Work to be completed: Lines before the one containing "Where can the window" are excluded; retype that line and all remaining lines of the material exactly.
+ + +
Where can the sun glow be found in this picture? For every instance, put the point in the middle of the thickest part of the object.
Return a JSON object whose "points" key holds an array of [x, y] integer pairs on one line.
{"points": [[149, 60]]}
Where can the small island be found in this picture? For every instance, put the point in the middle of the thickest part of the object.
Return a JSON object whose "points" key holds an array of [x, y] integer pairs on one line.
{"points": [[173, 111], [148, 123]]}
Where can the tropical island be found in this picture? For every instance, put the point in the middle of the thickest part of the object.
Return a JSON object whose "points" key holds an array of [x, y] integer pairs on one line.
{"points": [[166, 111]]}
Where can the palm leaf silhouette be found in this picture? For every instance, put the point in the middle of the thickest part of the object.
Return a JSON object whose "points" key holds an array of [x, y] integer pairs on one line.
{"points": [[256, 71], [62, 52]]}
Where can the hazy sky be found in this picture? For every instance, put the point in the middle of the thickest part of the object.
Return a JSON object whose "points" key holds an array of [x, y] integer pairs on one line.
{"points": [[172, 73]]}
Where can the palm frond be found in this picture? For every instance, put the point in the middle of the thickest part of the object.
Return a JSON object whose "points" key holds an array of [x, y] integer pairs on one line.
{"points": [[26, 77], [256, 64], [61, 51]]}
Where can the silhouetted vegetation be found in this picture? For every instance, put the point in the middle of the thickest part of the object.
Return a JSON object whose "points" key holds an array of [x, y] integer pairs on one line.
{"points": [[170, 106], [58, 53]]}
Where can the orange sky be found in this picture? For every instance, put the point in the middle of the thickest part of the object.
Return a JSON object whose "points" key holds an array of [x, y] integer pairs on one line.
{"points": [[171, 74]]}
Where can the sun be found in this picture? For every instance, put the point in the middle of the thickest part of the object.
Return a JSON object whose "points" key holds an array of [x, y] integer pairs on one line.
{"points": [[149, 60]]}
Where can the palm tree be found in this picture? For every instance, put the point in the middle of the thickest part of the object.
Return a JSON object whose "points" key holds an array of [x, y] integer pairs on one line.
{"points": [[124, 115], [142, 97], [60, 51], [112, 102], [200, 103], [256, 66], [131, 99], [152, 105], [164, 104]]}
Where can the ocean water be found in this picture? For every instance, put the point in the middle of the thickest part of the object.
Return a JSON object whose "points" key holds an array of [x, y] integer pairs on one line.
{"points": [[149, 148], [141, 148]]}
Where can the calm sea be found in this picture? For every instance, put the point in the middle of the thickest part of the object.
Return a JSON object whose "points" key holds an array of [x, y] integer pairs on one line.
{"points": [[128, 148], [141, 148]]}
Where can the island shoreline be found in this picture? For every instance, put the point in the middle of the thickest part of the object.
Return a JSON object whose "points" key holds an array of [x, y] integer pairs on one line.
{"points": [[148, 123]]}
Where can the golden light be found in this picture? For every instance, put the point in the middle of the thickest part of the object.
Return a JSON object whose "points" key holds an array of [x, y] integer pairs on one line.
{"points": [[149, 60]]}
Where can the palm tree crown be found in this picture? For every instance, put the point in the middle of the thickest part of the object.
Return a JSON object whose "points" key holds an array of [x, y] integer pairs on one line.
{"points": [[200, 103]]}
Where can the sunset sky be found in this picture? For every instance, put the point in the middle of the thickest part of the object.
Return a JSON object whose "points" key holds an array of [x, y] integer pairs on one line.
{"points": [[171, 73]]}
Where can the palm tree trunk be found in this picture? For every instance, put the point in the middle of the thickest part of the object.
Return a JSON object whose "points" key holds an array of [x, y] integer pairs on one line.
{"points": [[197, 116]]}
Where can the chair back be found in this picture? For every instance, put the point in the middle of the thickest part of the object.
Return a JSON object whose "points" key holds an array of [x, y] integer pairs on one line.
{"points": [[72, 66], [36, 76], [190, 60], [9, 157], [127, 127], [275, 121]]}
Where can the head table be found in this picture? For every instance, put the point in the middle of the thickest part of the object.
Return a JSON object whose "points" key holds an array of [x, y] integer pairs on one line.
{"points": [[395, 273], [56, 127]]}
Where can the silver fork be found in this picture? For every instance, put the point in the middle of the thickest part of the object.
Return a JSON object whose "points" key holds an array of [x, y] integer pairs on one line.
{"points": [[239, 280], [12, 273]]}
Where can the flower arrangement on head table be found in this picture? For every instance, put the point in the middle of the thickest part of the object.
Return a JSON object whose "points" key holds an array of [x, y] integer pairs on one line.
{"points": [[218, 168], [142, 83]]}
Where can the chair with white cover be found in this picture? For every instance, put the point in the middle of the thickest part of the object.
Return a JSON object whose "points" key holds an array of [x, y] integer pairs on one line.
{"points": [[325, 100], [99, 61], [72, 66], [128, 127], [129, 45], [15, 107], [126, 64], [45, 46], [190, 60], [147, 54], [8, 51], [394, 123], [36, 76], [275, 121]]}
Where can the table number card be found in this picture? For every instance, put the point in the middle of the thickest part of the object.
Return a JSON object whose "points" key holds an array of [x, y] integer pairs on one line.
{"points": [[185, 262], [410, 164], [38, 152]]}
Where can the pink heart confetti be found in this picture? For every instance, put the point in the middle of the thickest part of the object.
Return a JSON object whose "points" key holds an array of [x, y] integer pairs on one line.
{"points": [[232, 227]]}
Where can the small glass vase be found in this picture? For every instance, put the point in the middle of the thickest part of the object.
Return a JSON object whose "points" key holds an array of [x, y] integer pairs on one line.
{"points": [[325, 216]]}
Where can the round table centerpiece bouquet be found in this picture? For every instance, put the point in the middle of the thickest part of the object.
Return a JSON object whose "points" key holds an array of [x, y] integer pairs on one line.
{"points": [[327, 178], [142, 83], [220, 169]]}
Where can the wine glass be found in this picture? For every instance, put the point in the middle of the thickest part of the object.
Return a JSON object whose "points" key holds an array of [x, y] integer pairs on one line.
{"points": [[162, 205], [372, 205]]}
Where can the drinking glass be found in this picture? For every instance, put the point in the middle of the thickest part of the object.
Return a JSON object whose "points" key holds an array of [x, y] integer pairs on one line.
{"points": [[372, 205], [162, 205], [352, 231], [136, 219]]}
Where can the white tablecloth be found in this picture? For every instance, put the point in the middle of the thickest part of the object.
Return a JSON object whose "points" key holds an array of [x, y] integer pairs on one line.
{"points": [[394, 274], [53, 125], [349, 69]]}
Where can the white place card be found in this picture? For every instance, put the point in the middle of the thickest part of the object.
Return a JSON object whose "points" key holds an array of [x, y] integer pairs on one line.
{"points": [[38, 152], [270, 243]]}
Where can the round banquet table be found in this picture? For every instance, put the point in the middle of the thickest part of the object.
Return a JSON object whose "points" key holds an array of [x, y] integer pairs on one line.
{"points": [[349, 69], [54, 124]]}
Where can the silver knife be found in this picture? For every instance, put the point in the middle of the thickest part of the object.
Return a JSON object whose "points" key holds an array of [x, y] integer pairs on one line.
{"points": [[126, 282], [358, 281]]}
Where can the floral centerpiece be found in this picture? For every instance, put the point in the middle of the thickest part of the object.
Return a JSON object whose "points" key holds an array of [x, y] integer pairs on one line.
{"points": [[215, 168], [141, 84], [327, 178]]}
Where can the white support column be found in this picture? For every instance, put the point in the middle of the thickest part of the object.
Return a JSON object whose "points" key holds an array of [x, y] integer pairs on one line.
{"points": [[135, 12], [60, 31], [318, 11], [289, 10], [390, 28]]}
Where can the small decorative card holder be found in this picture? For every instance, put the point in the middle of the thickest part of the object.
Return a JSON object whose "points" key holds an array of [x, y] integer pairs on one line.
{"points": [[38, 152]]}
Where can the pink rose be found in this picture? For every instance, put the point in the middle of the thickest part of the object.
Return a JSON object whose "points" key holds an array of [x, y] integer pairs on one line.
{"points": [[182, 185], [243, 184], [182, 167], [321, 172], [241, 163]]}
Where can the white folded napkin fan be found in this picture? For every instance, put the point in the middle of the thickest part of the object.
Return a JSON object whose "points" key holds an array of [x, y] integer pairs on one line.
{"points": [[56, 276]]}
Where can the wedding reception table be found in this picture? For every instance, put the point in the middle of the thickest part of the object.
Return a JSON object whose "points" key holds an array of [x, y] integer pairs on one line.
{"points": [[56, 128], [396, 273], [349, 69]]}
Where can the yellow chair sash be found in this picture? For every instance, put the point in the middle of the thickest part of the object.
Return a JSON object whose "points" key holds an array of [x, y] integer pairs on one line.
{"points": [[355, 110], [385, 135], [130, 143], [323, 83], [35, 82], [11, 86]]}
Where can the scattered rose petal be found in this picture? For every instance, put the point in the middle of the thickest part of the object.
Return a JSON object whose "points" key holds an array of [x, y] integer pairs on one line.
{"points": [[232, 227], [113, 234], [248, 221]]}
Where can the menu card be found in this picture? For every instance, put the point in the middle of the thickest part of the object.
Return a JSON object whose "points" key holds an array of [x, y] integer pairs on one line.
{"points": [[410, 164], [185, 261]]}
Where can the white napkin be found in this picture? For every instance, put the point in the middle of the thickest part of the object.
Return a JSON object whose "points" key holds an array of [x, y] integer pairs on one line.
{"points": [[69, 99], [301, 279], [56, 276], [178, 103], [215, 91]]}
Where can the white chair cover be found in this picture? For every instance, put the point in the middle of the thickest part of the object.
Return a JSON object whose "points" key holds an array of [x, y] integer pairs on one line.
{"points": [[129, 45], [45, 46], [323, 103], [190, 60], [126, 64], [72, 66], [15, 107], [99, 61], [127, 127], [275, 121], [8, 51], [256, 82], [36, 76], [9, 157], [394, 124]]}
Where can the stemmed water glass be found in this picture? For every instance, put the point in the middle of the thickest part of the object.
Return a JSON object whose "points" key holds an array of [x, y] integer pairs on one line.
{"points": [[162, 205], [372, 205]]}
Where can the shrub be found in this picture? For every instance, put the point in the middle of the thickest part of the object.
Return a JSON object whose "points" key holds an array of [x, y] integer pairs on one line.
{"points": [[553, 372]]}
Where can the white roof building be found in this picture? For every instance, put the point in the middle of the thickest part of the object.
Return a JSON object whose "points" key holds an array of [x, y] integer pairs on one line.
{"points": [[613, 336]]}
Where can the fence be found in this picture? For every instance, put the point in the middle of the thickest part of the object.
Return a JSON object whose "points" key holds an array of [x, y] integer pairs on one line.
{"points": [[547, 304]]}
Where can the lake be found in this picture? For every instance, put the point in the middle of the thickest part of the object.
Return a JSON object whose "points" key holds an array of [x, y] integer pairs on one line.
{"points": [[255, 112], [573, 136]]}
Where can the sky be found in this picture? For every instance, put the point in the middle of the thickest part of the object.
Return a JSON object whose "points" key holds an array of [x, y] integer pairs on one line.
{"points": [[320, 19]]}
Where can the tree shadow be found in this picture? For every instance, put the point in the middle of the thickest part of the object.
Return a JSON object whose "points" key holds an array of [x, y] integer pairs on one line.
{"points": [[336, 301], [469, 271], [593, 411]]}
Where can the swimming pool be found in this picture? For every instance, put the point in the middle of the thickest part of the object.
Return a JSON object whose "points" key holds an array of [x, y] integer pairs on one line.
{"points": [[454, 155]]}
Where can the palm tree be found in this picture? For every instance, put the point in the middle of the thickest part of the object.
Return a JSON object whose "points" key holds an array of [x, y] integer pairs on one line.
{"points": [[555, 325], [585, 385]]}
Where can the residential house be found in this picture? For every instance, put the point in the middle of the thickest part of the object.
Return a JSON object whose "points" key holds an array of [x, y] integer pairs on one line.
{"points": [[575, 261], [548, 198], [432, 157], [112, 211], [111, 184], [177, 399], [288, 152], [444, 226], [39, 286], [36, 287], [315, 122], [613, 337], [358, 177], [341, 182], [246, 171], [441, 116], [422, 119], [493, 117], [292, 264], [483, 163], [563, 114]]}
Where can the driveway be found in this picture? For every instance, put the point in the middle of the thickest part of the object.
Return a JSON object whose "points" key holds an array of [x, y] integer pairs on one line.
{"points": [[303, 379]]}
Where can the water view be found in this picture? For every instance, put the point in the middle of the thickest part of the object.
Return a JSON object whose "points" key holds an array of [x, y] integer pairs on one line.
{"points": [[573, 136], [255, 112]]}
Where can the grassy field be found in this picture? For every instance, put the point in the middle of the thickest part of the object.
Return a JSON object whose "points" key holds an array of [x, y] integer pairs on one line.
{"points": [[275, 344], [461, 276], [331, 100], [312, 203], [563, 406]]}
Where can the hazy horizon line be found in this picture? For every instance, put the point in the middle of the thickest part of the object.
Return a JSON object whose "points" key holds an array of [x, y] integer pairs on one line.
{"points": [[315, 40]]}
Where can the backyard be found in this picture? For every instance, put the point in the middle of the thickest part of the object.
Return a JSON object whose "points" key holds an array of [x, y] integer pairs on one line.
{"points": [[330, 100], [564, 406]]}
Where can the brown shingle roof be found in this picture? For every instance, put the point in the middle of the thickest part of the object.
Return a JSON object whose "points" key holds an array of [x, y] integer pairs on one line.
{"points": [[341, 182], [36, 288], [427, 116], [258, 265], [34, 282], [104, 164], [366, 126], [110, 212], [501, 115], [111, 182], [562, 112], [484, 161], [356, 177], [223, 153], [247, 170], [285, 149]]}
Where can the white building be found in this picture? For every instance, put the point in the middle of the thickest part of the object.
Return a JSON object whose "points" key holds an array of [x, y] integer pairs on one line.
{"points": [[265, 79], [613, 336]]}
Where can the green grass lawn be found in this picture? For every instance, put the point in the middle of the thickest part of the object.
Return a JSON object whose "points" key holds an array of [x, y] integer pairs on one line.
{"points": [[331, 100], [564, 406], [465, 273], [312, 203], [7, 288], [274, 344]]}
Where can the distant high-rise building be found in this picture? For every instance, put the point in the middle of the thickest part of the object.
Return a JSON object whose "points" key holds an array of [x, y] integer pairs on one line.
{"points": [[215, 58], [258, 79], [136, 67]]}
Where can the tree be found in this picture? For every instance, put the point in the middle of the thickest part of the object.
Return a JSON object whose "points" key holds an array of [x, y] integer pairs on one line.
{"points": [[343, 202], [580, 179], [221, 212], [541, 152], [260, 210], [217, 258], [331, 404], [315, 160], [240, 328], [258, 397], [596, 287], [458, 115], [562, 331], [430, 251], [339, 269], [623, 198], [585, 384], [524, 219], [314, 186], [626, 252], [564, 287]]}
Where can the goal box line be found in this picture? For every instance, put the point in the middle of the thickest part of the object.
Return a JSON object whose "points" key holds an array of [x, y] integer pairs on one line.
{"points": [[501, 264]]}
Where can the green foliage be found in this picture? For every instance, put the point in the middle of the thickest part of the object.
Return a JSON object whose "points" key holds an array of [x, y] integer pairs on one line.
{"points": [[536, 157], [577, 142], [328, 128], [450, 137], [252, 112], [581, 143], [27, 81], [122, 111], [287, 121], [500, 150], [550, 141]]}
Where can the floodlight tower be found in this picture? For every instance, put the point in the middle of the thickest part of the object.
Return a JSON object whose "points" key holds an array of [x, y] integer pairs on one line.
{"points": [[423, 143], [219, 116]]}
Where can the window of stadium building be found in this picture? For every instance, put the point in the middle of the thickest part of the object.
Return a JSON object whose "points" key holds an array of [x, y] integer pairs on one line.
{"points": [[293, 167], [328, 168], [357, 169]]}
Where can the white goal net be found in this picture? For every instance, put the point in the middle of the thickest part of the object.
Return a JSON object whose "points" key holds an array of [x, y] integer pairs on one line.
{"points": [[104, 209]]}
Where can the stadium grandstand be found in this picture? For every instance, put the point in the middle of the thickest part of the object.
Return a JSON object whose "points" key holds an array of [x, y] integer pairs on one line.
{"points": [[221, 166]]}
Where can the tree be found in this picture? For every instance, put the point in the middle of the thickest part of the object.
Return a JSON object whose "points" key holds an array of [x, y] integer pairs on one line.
+ + +
Answer in full:
Where can the window of stadium building be found in this picture? For every instance, put the point in the middle of the thickest part of the object.
Return a JSON object whose "points" key holds an array of [x, y] integer pairs on one line.
{"points": [[293, 167], [328, 168], [357, 169]]}
Where can the white goal net be found in this picture? For every instance, put the point in the middle of the thickest part of the object.
Return a JSON object whose "points" key holds an array of [x, y] integer pairs on one line.
{"points": [[104, 209]]}
Where can the stadium grandstand be found in this picture? For every instance, put the point in the middle of the thickest part of the object.
Return a JSON object whose "points" key holds an array of [x, y] integer pairs on one line.
{"points": [[221, 166]]}
Where can the tree be found in this picture? For every instance, put the point in the middle of the thickest part of the object.
Return a JSON object whose "points" key holds an array of [x, y] integer pairs on one line.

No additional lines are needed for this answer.